• Task list:
A – List every song title that the theater review mentions.
B – Reproduce the passage of the theater review starting at "Complicating matters are" and ending at "visible behind scrims.".

• Excerpt provided:
Cast as the genial Miss Mona is Nanci Hunter, who bears more than a passing resemblance to Dolly Parton, the kindly madam of the critically lambasted 1982 film version. And like Parton, Hunter can carry off a country tune effectively. But due in large part to the staging, Hunter too often seems as much an observer as a participant, singing directly to the audience or stranded upstage, lost in thought. Van Schauer provides much of the rippin’ and roarin’ with plenty of good-ol’-boy bluster as the sheriff with a long-standing “understanding” with Miss Mona. But the vulnerabilities and glimmers of regret that bring these characters to life surface late in the plot, almost obscured by the frenzy of the subplots.

There are glimpses of the romp that this show wants to be, especially in Brad Flanagan’s choreography. And there are others that show it has a heart: “Good Old Girls” is the sheriff’s moving lament to the end of an era (and a relationship); “Hard Candy Christmas” has the working girls assessing their uncertain futures; and Beth Ellen Ivens’ solo “Doatsey Mae” chronicles the bleak life of a small-town diner waitress. Also affecting is Michele Pawk’s performance as Angel, a young mother down on her luck who is befriended by Miss Mona. But the hard-working chorus is simply spread too thin, calling upon the same performers to portray colorful town characters, football players, college cheerleaders, ladies of pleasure, reporters and gospel singers in rapid succession, to disorienting effect.

Complicating matters are enduring acoustical problems; the lyrics often don’t make it to the back row over the volume of the orchestra. Richard Hill designed the effective set, a two-story interior of the Chicken Ranch, with the bedrooms visible behind scrims.

• Data records:

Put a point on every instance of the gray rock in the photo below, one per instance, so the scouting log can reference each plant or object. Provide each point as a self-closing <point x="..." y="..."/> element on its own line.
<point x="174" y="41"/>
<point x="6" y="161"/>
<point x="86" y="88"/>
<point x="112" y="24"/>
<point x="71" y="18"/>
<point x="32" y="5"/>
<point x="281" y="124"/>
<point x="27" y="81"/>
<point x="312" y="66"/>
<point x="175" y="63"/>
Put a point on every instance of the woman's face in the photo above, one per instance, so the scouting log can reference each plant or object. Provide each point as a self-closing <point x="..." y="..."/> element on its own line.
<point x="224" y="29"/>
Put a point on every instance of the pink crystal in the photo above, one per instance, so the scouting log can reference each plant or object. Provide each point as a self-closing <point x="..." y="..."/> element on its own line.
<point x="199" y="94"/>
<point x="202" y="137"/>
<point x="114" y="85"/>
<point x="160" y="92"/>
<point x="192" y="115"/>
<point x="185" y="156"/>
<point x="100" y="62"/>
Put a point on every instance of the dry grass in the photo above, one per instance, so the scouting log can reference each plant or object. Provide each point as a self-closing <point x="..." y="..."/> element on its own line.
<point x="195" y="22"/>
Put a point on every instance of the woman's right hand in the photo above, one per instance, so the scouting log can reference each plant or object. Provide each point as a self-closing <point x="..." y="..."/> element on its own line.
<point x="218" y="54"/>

...

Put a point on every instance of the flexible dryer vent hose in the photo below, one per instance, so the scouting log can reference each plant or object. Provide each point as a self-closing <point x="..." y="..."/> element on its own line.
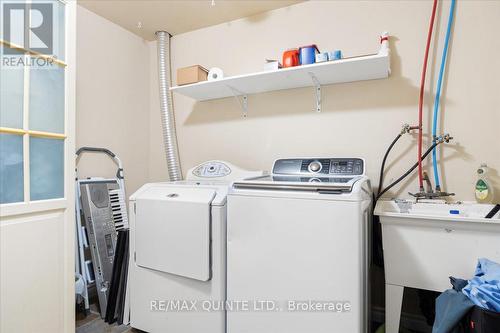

...

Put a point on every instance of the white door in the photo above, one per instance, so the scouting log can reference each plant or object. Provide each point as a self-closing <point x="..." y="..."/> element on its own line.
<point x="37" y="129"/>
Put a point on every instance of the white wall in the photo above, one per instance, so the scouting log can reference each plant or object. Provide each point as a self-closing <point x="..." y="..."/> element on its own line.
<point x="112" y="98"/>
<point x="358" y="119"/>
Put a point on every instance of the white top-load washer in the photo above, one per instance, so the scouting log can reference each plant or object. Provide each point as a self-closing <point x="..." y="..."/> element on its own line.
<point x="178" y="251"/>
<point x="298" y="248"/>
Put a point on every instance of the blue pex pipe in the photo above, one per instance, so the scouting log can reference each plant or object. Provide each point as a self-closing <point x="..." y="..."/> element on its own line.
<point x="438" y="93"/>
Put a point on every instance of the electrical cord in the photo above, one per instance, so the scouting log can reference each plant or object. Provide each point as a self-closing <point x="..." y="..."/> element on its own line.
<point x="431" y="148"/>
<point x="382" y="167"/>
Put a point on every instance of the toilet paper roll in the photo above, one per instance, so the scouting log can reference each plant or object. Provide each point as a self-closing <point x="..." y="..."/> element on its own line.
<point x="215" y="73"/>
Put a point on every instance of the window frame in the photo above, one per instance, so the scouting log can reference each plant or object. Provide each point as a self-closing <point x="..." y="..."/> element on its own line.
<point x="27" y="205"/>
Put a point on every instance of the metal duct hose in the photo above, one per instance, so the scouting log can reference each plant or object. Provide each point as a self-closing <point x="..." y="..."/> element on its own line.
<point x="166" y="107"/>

• Solutions for each task:
A –
"Good Old Girls"
"Hard Candy Christmas"
"Doatsey Mae"

B –
Complicating matters are enduring acoustical problems; the lyrics often don’t make it to the back row over the volume of the orchestra. Richard Hill designed the effective set, a two-story interior of the Chicken Ranch, with the bedrooms visible behind scrims.